## BEGIN Material shown
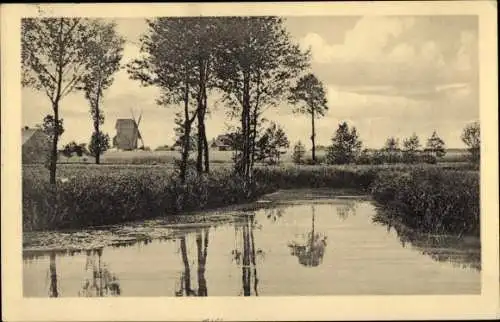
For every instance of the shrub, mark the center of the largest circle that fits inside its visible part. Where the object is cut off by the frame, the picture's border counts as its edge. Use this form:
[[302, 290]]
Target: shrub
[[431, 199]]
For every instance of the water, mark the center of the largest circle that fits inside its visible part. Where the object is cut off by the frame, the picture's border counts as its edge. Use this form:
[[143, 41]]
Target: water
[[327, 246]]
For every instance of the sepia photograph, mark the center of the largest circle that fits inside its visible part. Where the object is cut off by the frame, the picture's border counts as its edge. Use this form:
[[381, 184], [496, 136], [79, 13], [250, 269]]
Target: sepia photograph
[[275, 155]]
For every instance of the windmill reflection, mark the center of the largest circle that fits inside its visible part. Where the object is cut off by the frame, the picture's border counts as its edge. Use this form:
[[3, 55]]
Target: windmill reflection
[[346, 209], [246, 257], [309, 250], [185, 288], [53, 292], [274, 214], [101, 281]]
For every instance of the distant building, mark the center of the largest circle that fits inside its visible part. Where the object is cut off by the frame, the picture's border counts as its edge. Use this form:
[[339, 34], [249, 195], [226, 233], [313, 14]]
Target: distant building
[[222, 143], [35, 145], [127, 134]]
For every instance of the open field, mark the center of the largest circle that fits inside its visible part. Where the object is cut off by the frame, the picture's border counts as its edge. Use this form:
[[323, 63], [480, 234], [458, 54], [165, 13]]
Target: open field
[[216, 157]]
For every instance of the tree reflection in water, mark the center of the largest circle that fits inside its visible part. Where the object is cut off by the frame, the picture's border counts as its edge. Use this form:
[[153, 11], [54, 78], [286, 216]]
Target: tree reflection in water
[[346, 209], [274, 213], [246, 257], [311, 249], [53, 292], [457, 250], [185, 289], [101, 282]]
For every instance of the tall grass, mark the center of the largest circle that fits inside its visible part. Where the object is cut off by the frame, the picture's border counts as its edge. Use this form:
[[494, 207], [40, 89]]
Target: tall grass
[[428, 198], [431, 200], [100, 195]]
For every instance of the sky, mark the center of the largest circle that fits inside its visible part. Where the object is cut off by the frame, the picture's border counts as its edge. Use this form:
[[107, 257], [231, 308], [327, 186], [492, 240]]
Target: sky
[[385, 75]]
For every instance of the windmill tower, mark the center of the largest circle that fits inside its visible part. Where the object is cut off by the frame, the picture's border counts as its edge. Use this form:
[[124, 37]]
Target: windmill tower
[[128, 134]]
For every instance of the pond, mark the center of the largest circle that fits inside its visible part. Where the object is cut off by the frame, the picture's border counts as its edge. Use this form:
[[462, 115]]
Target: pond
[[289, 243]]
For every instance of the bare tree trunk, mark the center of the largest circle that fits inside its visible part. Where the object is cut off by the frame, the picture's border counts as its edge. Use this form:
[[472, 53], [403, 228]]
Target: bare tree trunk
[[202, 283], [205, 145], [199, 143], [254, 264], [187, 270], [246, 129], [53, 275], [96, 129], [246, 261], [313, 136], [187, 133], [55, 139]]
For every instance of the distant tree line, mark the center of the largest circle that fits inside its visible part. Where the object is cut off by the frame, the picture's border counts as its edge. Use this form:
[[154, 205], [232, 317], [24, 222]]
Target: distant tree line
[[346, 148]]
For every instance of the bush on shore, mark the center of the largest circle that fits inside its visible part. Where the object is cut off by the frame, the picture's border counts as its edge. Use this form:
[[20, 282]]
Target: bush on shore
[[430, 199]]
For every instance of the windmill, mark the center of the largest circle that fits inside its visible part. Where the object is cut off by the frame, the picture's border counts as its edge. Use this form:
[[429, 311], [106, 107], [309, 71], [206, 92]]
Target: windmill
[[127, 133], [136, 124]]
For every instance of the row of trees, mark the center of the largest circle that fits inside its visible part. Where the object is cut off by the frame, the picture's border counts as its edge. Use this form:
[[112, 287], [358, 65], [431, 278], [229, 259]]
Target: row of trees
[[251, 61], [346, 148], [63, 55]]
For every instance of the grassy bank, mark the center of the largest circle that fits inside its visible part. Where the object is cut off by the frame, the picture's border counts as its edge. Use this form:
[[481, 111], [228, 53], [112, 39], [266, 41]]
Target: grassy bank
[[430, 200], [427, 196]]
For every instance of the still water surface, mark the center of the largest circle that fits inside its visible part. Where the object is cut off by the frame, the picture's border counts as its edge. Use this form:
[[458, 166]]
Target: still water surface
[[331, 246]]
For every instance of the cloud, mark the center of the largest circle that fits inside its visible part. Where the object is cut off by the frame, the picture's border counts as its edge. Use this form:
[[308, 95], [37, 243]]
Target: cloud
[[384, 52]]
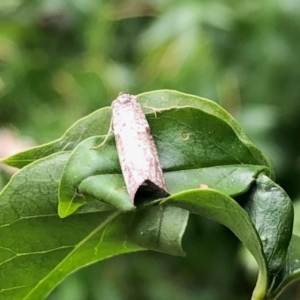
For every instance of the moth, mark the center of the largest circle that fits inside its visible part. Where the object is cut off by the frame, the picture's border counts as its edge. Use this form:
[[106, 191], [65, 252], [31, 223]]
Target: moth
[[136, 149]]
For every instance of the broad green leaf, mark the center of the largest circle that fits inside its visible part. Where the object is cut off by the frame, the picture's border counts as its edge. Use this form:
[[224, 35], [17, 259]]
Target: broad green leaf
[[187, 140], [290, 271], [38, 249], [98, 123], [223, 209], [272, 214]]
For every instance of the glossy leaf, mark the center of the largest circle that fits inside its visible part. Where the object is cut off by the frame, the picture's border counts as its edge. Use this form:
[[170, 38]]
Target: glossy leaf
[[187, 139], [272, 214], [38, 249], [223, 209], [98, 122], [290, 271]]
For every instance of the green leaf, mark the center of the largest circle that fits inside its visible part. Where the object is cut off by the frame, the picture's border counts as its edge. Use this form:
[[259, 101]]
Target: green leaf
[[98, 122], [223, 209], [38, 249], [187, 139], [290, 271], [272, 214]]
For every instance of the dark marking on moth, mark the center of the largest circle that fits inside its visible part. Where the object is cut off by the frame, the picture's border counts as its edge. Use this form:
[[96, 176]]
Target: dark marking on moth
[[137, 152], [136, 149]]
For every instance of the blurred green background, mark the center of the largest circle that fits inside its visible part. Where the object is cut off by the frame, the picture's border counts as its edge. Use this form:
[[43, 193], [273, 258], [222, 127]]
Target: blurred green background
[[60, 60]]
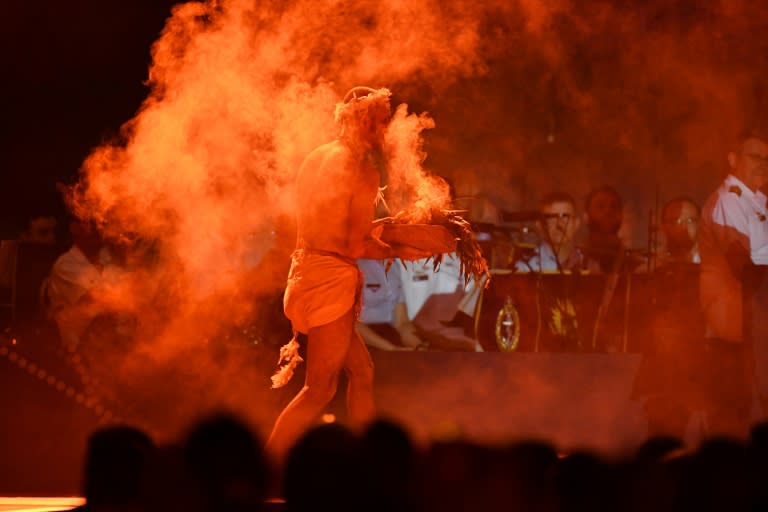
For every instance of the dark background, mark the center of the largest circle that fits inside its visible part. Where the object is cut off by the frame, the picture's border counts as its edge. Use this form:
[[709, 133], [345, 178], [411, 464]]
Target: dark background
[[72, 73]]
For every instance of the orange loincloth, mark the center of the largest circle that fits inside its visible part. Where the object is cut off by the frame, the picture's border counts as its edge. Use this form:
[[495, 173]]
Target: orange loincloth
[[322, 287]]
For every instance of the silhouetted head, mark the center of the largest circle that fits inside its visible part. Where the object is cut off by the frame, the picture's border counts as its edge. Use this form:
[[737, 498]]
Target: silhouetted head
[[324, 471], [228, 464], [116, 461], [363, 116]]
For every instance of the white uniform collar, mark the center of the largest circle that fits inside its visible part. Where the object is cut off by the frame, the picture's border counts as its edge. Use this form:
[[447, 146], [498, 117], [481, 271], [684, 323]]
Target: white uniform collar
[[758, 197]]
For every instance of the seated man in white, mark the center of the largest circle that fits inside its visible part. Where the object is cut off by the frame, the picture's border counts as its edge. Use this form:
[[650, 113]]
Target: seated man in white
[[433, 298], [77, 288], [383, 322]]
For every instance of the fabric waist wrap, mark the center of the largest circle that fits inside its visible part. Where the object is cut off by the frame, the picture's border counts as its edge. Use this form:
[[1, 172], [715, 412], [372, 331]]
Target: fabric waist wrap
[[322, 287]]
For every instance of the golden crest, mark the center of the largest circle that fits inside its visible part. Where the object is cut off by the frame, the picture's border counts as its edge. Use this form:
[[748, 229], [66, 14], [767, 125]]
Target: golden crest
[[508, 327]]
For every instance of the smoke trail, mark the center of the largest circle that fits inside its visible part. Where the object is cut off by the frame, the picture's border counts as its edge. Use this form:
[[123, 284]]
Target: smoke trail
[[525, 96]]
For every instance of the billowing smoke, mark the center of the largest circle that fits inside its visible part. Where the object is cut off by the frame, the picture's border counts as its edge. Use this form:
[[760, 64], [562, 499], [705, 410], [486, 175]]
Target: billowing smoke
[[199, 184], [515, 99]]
## END Material shown
## BEGIN Material shown
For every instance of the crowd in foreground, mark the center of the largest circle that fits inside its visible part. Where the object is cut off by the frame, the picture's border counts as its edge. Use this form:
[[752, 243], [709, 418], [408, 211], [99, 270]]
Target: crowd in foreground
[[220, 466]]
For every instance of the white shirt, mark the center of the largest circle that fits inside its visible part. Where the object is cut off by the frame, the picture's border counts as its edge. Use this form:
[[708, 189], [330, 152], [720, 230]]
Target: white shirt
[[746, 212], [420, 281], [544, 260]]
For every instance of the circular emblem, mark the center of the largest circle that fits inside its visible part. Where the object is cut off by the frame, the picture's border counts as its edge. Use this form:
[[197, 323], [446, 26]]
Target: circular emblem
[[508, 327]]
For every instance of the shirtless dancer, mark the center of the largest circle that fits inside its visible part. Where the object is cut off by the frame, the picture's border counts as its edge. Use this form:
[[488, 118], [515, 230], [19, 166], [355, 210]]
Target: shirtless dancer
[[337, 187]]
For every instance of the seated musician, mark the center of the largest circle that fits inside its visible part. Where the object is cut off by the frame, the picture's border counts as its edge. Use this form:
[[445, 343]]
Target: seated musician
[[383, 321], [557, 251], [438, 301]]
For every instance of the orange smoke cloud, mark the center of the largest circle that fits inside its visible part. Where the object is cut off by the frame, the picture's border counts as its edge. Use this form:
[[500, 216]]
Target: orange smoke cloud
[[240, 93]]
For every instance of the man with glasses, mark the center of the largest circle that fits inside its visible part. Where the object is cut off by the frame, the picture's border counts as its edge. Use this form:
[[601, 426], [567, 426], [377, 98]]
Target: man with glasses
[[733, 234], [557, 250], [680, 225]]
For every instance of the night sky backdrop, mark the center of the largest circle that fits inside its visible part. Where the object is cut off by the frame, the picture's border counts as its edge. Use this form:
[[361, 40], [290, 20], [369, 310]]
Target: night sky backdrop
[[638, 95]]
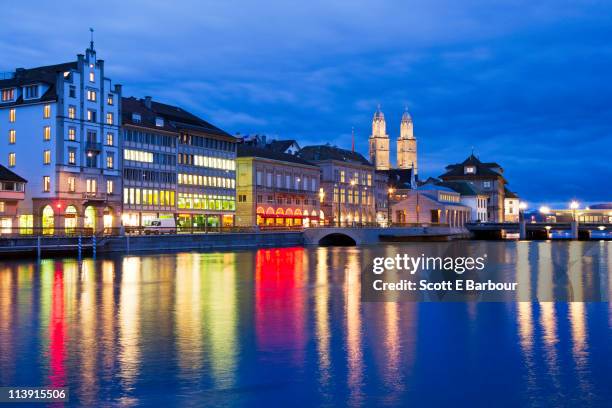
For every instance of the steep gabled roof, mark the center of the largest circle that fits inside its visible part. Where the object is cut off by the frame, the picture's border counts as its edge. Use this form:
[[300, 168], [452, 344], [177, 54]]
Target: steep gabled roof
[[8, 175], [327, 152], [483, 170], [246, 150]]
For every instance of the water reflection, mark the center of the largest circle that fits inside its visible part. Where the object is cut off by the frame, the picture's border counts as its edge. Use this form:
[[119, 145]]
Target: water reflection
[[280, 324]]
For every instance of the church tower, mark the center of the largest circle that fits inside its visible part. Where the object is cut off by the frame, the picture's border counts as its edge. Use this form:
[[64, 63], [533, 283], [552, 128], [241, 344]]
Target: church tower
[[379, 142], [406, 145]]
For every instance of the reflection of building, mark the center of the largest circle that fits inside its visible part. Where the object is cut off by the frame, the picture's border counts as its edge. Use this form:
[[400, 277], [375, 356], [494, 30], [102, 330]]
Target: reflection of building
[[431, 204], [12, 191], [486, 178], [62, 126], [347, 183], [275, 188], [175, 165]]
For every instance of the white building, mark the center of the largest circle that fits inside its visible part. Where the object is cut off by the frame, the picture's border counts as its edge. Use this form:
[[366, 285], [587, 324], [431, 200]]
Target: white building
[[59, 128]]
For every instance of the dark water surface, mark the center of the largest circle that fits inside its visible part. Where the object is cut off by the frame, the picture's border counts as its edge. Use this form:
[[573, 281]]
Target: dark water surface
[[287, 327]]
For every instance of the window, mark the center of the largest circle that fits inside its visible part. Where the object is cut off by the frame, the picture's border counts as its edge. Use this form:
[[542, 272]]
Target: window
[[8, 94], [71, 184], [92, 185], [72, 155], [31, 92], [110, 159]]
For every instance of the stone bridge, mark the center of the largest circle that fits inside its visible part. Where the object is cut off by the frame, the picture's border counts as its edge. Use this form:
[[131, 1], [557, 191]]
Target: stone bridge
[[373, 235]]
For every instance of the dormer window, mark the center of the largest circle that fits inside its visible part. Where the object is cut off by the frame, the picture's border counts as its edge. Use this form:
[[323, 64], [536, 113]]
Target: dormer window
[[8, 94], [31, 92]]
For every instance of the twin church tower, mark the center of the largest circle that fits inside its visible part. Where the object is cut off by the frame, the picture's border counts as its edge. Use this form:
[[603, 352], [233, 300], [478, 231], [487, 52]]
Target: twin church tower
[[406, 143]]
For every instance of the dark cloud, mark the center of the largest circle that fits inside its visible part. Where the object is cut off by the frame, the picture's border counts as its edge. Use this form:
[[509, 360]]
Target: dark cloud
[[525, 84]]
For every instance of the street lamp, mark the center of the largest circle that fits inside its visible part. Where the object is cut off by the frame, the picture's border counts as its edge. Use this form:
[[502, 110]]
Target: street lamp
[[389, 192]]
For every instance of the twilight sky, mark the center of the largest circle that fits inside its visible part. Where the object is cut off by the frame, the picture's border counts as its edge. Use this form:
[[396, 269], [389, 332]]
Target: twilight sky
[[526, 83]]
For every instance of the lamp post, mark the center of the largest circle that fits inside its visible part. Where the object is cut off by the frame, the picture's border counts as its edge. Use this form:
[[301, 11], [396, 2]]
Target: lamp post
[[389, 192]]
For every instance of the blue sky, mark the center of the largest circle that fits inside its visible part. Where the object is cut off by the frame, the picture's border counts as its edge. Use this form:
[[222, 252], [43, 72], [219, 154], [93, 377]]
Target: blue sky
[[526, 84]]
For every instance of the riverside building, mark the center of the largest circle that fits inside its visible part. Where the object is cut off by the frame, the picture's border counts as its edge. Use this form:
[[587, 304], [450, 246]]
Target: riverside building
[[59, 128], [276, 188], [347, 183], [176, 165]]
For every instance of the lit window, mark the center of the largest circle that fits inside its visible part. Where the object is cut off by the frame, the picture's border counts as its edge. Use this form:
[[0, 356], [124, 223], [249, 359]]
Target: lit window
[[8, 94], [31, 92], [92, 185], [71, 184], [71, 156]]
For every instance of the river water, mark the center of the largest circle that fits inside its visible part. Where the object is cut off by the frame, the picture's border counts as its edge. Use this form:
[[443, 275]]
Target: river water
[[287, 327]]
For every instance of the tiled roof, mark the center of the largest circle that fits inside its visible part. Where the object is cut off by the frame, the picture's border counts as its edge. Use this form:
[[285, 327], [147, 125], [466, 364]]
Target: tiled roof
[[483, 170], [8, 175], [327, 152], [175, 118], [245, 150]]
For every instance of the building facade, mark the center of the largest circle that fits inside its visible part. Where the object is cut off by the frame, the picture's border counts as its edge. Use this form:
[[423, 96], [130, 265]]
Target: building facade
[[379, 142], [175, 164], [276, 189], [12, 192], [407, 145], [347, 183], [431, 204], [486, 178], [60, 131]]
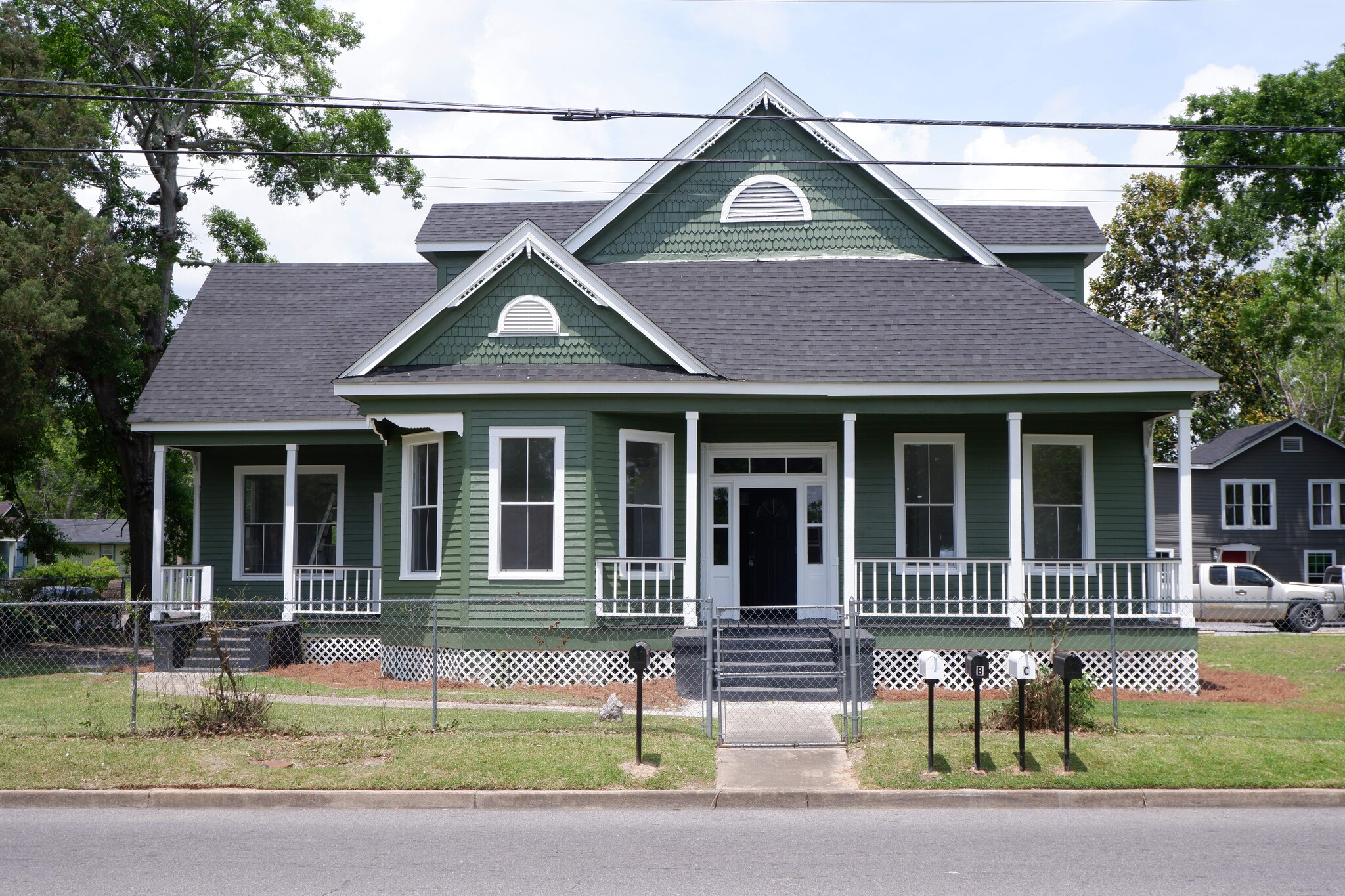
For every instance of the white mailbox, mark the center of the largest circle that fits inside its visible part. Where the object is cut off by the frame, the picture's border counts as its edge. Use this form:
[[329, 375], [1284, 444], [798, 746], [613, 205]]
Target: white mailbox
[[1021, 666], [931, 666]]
## END Material shown
## BEGIN Material shown
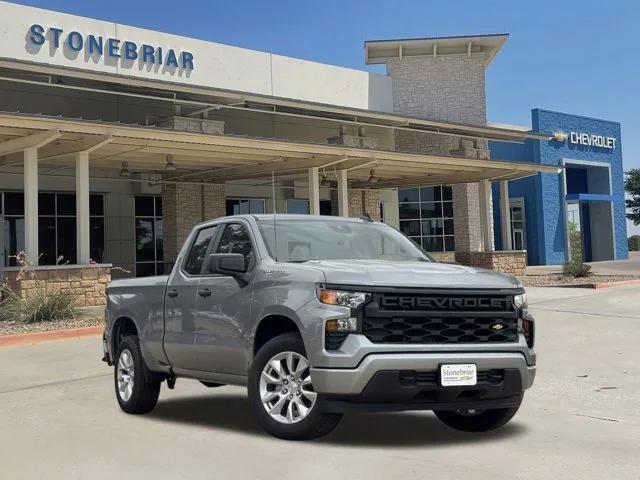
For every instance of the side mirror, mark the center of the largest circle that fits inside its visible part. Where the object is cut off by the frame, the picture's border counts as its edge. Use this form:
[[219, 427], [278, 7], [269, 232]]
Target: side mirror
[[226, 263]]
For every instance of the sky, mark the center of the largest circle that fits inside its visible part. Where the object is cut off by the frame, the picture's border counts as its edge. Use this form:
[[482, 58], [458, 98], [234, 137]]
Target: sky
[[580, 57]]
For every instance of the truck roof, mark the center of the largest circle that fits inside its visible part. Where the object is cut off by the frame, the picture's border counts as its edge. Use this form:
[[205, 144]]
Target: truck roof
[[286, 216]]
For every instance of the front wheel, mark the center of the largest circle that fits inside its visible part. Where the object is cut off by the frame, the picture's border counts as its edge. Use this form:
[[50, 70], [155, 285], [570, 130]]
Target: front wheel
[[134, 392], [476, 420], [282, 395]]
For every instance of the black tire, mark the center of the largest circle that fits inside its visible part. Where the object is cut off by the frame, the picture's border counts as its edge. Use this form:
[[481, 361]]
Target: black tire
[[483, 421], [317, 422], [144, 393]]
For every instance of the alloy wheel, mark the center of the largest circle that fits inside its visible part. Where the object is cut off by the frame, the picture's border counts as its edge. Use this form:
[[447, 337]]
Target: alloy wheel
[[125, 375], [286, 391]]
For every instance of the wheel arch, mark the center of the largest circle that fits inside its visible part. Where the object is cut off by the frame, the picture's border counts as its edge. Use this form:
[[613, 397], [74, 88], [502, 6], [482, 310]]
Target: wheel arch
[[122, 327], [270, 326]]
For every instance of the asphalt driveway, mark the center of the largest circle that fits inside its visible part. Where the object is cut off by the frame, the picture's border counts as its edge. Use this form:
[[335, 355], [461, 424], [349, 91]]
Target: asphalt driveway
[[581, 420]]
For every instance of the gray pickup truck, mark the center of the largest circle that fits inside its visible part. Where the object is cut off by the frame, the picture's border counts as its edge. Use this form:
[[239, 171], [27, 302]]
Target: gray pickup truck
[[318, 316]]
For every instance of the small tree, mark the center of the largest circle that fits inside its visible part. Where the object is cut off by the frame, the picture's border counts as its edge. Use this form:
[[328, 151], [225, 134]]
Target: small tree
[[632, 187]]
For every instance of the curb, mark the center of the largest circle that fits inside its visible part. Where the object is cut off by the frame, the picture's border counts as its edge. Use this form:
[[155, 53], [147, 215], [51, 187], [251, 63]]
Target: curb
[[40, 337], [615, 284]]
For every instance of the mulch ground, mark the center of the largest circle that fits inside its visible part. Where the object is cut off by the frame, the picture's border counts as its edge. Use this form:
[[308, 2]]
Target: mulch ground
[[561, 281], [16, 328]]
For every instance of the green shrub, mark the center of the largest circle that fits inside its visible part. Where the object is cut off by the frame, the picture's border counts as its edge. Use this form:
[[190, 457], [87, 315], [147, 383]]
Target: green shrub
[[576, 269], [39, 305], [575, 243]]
## END Material shown
What this task involves: Repeat the lines of the material exactly, from the line that contains "For every instance of the shrub, mark" through the line that contains "[[431, 199]]", including both of those lines.

Answer below:
For every instance of the shrub, mark the center of the largest circle that fits inside its visible part. Where the object is cut off by the frame, the picture's border counts as its edge. Use this form:
[[302, 290]]
Target: shrub
[[431, 199]]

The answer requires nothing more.